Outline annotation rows
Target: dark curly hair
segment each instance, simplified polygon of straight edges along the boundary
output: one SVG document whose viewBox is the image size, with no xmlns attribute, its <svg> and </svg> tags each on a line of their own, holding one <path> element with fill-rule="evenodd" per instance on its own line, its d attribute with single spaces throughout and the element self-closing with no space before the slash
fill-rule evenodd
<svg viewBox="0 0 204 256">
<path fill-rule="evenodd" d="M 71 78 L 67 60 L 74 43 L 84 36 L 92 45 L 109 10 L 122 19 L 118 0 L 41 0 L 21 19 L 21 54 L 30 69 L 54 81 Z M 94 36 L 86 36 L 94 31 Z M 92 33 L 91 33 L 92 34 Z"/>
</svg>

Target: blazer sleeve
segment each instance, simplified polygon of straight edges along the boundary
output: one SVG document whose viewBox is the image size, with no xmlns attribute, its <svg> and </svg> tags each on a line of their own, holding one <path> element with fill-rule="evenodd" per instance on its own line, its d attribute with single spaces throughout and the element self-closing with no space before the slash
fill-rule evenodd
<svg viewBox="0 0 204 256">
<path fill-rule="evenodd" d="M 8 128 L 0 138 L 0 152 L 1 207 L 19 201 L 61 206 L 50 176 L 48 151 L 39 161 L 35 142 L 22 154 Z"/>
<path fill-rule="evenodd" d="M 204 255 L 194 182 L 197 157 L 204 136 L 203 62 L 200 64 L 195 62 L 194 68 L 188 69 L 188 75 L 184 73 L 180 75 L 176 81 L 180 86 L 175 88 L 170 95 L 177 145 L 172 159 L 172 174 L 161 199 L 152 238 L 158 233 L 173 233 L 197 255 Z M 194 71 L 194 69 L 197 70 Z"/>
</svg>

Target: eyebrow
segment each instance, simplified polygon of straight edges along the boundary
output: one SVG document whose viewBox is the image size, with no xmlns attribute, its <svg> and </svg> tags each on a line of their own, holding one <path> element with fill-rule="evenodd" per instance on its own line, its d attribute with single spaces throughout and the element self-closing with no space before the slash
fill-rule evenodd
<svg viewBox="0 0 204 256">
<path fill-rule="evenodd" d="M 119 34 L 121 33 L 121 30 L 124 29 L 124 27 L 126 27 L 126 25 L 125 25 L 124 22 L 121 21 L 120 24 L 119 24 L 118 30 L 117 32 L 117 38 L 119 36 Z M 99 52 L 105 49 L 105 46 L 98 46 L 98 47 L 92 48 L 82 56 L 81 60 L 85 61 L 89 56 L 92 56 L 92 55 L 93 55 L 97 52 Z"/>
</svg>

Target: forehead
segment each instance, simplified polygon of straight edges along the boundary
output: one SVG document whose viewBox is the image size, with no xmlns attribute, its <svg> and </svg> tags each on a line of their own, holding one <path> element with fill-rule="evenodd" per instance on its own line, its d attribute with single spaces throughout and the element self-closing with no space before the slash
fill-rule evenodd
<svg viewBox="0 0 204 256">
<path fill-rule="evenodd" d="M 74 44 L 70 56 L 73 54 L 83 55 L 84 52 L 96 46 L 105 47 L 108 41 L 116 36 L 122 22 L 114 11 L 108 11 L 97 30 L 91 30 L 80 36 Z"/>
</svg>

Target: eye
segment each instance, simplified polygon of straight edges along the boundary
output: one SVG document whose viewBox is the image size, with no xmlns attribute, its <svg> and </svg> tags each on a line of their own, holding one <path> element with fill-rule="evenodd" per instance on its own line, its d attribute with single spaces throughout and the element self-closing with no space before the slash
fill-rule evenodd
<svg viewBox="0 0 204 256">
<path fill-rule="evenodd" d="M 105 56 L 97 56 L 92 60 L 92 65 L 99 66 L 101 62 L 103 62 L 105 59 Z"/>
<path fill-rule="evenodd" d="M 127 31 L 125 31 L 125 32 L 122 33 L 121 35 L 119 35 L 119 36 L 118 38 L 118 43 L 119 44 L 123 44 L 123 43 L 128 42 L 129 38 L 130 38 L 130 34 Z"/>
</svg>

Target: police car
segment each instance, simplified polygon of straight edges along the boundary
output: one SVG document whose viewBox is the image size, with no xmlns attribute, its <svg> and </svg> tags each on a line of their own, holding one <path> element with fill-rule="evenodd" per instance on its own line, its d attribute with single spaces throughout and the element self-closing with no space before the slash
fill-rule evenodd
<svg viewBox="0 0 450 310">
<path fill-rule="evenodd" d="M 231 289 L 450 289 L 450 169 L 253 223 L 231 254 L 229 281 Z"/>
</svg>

> [Given instruction]: Copy every one of the rows above word for word, without changing anything.

> [Exercise response]:
Target: dark curly hair
segment each instance, simplified polygon of straight edges along the boundary
output: one SVG document whose viewBox is the image size, with no xmlns attribute, its <svg> and </svg> tags each on a line of their own, holding one <path> element with fill-rule="evenodd" per instance on its own line, its d attribute with single spaces throughout and the element self-closing with no space before the slash
fill-rule evenodd
<svg viewBox="0 0 204 256">
<path fill-rule="evenodd" d="M 71 78 L 67 60 L 74 43 L 84 36 L 92 45 L 109 10 L 122 19 L 118 0 L 41 0 L 21 19 L 21 54 L 30 69 L 54 81 Z M 94 36 L 86 36 L 94 31 Z M 92 33 L 91 33 L 92 34 Z"/>
</svg>

Target: blazer sleeve
segment each instance, simplified polygon of straight edges along the boundary
output: one SVG document whose viewBox is the image size, with no xmlns attribute, its <svg> and </svg> tags each on a line of their own, holding one <path> element with fill-rule="evenodd" per instance on its own line, its d attribute with single spaces throughout and the element self-closing with no space before the slash
fill-rule evenodd
<svg viewBox="0 0 204 256">
<path fill-rule="evenodd" d="M 8 128 L 0 138 L 0 152 L 1 207 L 19 201 L 61 206 L 50 176 L 48 151 L 39 161 L 35 142 L 22 154 Z"/>
<path fill-rule="evenodd" d="M 204 255 L 194 182 L 197 157 L 204 136 L 203 62 L 200 64 L 195 62 L 194 68 L 188 69 L 188 75 L 184 73 L 180 75 L 176 81 L 180 86 L 175 88 L 170 95 L 177 145 L 172 159 L 172 174 L 161 199 L 152 238 L 158 233 L 173 233 L 197 255 Z M 194 71 L 194 69 L 197 70 Z"/>
</svg>

Target: eyebrow
segment each instance, simplified polygon of straight edges along the boundary
output: one SVG document whose viewBox is the image size, with no xmlns attribute, its <svg> and </svg> tags each on a line of their own, holding one <path> element with fill-rule="evenodd" per instance on its own line, its d attribute with single spaces throughout and the element self-closing with no space before the slash
fill-rule evenodd
<svg viewBox="0 0 204 256">
<path fill-rule="evenodd" d="M 119 34 L 121 33 L 121 30 L 124 29 L 124 27 L 126 27 L 126 25 L 125 25 L 124 22 L 121 21 L 120 24 L 119 24 L 118 30 L 117 32 L 117 38 L 119 36 Z M 99 52 L 105 49 L 105 46 L 98 46 L 98 47 L 92 48 L 82 56 L 81 60 L 85 61 L 89 56 L 92 56 L 92 55 L 93 55 L 97 52 Z"/>
</svg>

Target: forehead
segment each instance, simplified polygon of straight edges along the boundary
output: one SVG document whose viewBox is the image size, with no xmlns attribute, its <svg> and </svg> tags each on a line of their own, holding one <path> element with fill-rule="evenodd" per instance on its own line, its d attribute with single spaces throughout and the element self-closing with no space before the slash
fill-rule evenodd
<svg viewBox="0 0 204 256">
<path fill-rule="evenodd" d="M 74 44 L 70 56 L 73 54 L 83 55 L 84 52 L 96 46 L 105 47 L 108 41 L 116 36 L 122 22 L 114 11 L 108 11 L 97 30 L 91 30 L 80 36 Z"/>
</svg>

Target: eye
segment each instance, simplified polygon of straight edges along the boundary
output: one SVG document whose viewBox is the image size, with no xmlns attribute, its <svg> and </svg> tags each on a line of their own, holding one <path> element with fill-rule="evenodd" per instance on its own line, its d attribute with single spaces throughout and the element self-closing with no space before the slash
fill-rule evenodd
<svg viewBox="0 0 204 256">
<path fill-rule="evenodd" d="M 105 56 L 97 56 L 92 60 L 92 65 L 99 66 L 101 62 L 103 62 L 105 59 Z"/>
<path fill-rule="evenodd" d="M 127 31 L 125 31 L 125 32 L 122 33 L 121 35 L 119 35 L 119 36 L 118 38 L 118 43 L 119 44 L 123 44 L 123 43 L 128 42 L 129 38 L 130 38 L 130 34 Z"/>
</svg>

Target: police car
segment each instance, simplified polygon of straight edges along the boundary
output: one SVG document whose viewBox is the image size, with no xmlns attribute, its <svg> and </svg> tags each on a line of their own, holding one <path> element with fill-rule="evenodd" per instance on its own line, its d attribute with single spaces throughout and the element self-closing with no space before the slash
fill-rule evenodd
<svg viewBox="0 0 450 310">
<path fill-rule="evenodd" d="M 231 289 L 450 289 L 450 169 L 253 223 L 231 254 L 229 281 Z"/>
</svg>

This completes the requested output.